> _WHAT THE EXERCISE ASKS_:
Every record below is to be copied exactly, with its images omitted.

> _EXERCISE INPUTS_:
################
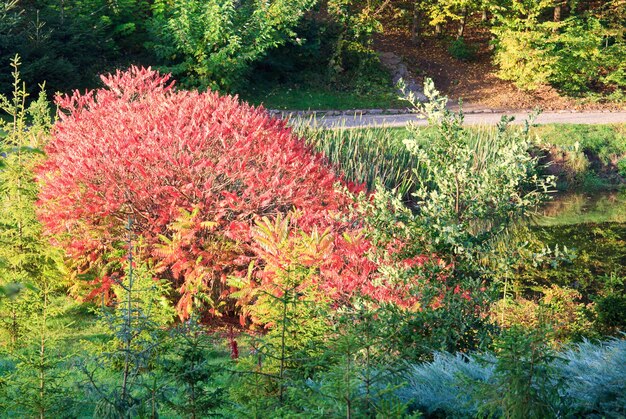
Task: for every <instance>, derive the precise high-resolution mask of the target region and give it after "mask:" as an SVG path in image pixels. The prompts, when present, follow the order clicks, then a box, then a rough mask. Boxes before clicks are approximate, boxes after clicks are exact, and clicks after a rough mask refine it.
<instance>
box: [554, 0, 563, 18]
mask: <svg viewBox="0 0 626 419" xmlns="http://www.w3.org/2000/svg"><path fill="white" fill-rule="evenodd" d="M562 14H563V2H562V1H559V3H557V5H556V6H554V21H555V22H560V21H561V15H562Z"/></svg>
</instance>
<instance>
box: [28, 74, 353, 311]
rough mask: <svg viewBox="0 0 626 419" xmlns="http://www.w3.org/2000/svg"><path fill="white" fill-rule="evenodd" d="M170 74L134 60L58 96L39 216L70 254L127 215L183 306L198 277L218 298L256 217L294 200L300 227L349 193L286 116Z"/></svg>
mask: <svg viewBox="0 0 626 419" xmlns="http://www.w3.org/2000/svg"><path fill="white" fill-rule="evenodd" d="M168 78H169V77H168V76H161V75H159V74H158V73H157V72H155V71H151V70H149V69H139V68H132V69H131V70H129V71H128V72H118V73H117V74H115V75H111V76H108V77H102V80H103V82H104V84H105V86H106V88H103V89H98V90H96V91H91V92H87V93H85V94H79V93H78V92H76V93H74V94H73V95H72V96H64V97H58V98H57V104H58V105H59V107H60V109H61V111H62V113H60V121H59V122H58V123H57V124H56V126H55V128H54V131H53V140H52V141H51V143H50V145H49V146H48V147H47V149H46V152H47V154H48V160H47V162H45V164H43V166H42V167H41V169H40V174H39V176H40V180H41V181H42V190H41V195H40V218H41V220H42V221H43V222H44V223H45V225H46V226H47V227H48V228H49V230H50V231H51V232H52V233H54V234H56V235H57V237H58V240H59V242H60V244H61V245H62V246H63V247H64V248H65V249H66V250H67V252H68V254H69V255H70V256H72V257H79V256H85V255H89V256H90V257H89V260H91V261H98V260H99V257H100V256H101V255H102V253H103V252H108V251H110V250H111V249H112V248H113V247H114V246H115V244H116V242H120V241H122V240H123V238H124V236H125V234H124V232H123V227H124V224H125V222H126V219H127V218H128V217H132V218H133V219H134V231H135V232H136V233H138V234H140V235H141V236H142V237H143V238H144V239H145V241H146V245H147V248H148V252H149V256H150V257H152V258H154V259H156V260H159V261H161V262H162V264H161V268H162V269H163V270H164V271H166V273H167V274H169V275H170V276H171V277H172V280H173V281H175V283H176V284H177V285H178V286H179V287H180V291H181V295H182V299H183V302H182V305H181V307H180V308H181V310H184V309H185V308H186V306H187V303H188V302H189V301H188V300H189V296H190V293H192V292H195V291H197V290H198V288H207V287H208V288H209V289H212V291H213V295H214V298H222V297H224V295H225V291H226V293H227V289H226V287H225V286H224V282H225V277H226V275H227V274H232V273H233V272H234V271H236V270H237V269H241V268H244V267H246V266H247V264H248V262H249V260H250V258H251V257H252V256H253V254H252V253H251V252H250V249H249V246H248V243H249V241H250V237H249V230H250V225H251V223H252V220H253V219H254V218H256V217H259V216H262V215H270V216H271V215H272V214H276V213H279V212H286V211H288V210H290V209H292V208H296V209H299V210H301V211H302V212H303V213H304V216H303V217H302V218H301V220H302V222H303V223H304V224H305V225H304V227H306V224H308V225H313V224H320V225H328V224H330V223H331V222H332V219H333V212H336V211H341V209H342V208H344V207H345V206H346V205H348V203H349V200H348V199H347V197H346V196H345V195H344V194H341V193H338V192H336V191H335V189H334V183H335V182H337V180H338V179H337V177H336V176H335V175H334V173H333V172H332V171H331V170H330V169H329V168H327V167H326V166H325V165H323V164H322V159H321V157H320V156H316V155H314V154H312V153H311V152H310V150H309V149H308V148H307V147H306V146H305V144H304V142H303V141H301V140H300V139H298V138H296V137H295V136H293V135H292V133H291V130H290V129H289V128H287V127H286V126H285V124H284V122H282V121H280V120H277V119H272V118H270V117H269V116H268V115H267V113H265V112H264V111H263V110H261V109H255V108H253V107H250V106H249V105H246V104H240V103H239V102H238V101H237V99H236V98H234V97H230V96H219V95H218V94H217V93H213V92H207V93H198V92H188V91H175V90H174V89H173V88H172V85H173V83H168ZM181 210H184V211H187V212H188V213H189V214H188V216H185V213H184V212H181ZM181 217H183V218H186V220H182V221H181V223H185V222H186V223H187V224H188V225H185V226H180V225H178V226H177V224H176V223H175V221H176V220H178V219H180V218H181ZM179 224H180V223H179ZM182 227H184V228H182ZM177 229H178V231H177ZM177 236H178V237H177ZM163 240H164V241H165V245H166V246H165V247H163V246H160V247H159V246H158V244H163V243H162V241H163ZM83 268H84V267H83ZM192 288H193V290H192Z"/></svg>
################
> _ANSWER BOX_:
Task: for every <instance>, derive the precise high-resolution mask of the target region and give it after "mask:" as an SVG path in image pixels. The prompts, when present, follow the order clicks, then a box, then a rough mask. Boxes before clicks are approximate, boxes after clicks are exact, and clicks after a rough mask refine it.
<instance>
box: [554, 0, 563, 18]
mask: <svg viewBox="0 0 626 419" xmlns="http://www.w3.org/2000/svg"><path fill="white" fill-rule="evenodd" d="M562 14H563V2H562V1H559V3H557V5H556V6H554V21H555V22H560V21H561V15H562Z"/></svg>
</instance>
<instance>
box: [28, 74, 353, 311]
rough mask: <svg viewBox="0 0 626 419" xmlns="http://www.w3.org/2000/svg"><path fill="white" fill-rule="evenodd" d="M170 74L134 60L58 96L39 216L70 254L127 215L183 306L198 277L218 298L256 217L294 200L300 227L349 193L286 116Z"/></svg>
mask: <svg viewBox="0 0 626 419" xmlns="http://www.w3.org/2000/svg"><path fill="white" fill-rule="evenodd" d="M168 78H169V77H168V76H161V75H159V74H158V73H157V72H155V71H151V70H149V69H139V68H132V69H131V70H129V71H128V72H118V73H117V74H115V75H111V76H108V77H102V80H103V82H104V84H105V86H106V88H103V89H98V90H96V91H91V92H87V93H85V94H79V93H78V92H76V93H74V94H73V95H72V96H64V97H58V98H57V104H58V105H59V107H60V109H61V111H62V113H60V121H59V122H58V123H57V124H56V126H55V128H54V131H53V140H52V141H51V143H50V145H49V146H48V147H47V149H46V152H47V154H48V160H47V162H45V164H43V166H42V167H41V169H40V174H39V176H40V180H41V181H42V190H41V195H40V218H41V220H42V221H43V222H44V223H45V225H46V226H47V227H48V228H49V230H50V231H51V232H52V233H54V234H56V235H57V237H58V240H59V242H60V244H61V245H62V246H63V247H64V248H65V249H66V250H67V252H68V254H69V255H70V256H72V257H79V256H85V255H89V256H90V257H89V260H91V261H98V260H99V257H100V256H101V255H102V253H103V252H108V251H110V250H111V249H112V248H113V247H114V246H115V244H116V242H120V241H122V240H123V238H124V236H125V234H124V232H123V227H124V224H125V222H126V219H127V218H128V217H132V218H133V219H134V231H135V232H136V233H138V234H140V235H141V236H142V237H143V238H144V239H145V241H146V245H147V248H148V252H149V256H150V257H152V258H154V259H156V260H159V261H161V262H162V264H161V268H162V269H163V270H164V271H166V273H167V274H169V275H170V276H171V277H172V280H173V281H175V283H176V284H177V285H178V286H179V287H180V291H181V295H182V299H183V302H182V305H181V307H180V308H181V310H184V309H185V308H186V306H187V303H188V302H189V301H188V300H189V296H190V293H192V292H195V291H197V290H198V288H207V287H208V288H209V289H212V291H213V295H214V298H222V297H224V295H225V291H226V293H227V289H226V287H225V286H224V282H225V277H226V275H227V274H232V273H233V272H234V271H236V270H237V269H241V268H244V267H246V266H247V264H248V262H249V260H250V258H251V257H252V256H253V254H252V253H251V252H250V249H249V246H248V243H249V241H250V237H249V230H250V225H251V223H252V220H253V219H254V218H256V217H259V216H262V215H270V216H271V215H272V214H276V213H279V212H286V211H288V210H290V209H292V208H296V209H299V210H301V211H302V212H303V213H304V216H303V217H302V218H301V220H302V222H303V223H304V224H305V225H304V227H306V224H308V225H313V224H320V225H328V224H330V223H331V222H332V219H333V212H336V211H341V209H342V208H344V207H345V206H346V205H348V203H349V200H348V199H347V197H346V196H345V195H344V194H341V193H338V192H336V191H335V189H334V183H335V182H337V180H338V179H337V177H336V176H335V175H334V173H333V172H332V171H331V170H330V169H329V168H327V167H326V166H325V165H323V164H322V159H321V157H320V156H316V155H314V154H312V153H311V152H310V150H309V149H308V148H307V147H306V146H305V144H304V142H303V141H301V140H300V139H298V138H296V137H295V136H293V135H292V133H291V130H290V129H289V128H287V127H286V126H285V124H284V122H282V121H280V120H277V119H272V118H270V117H269V116H268V115H267V113H265V112H264V111H263V110H261V109H255V108H253V107H250V106H249V105H246V104H240V103H239V102H238V101H237V99H236V98H234V97H230V96H219V95H218V94H217V93H213V92H207V93H198V92H188V91H175V90H174V89H173V88H172V85H173V83H168ZM181 210H184V211H187V212H188V213H189V214H188V216H185V213H184V212H181ZM181 217H183V218H186V220H182V221H181V223H185V222H186V223H187V224H188V225H185V226H180V225H178V226H177V224H176V223H175V221H176V220H178V219H180V218H181ZM179 224H180V223H179ZM182 227H184V228H182ZM177 229H178V231H177ZM177 236H178V237H177ZM163 240H164V241H165V245H166V246H165V247H163V246H160V247H159V246H158V244H163V243H162V241H163ZM83 268H84V267H83ZM192 288H193V290H192Z"/></svg>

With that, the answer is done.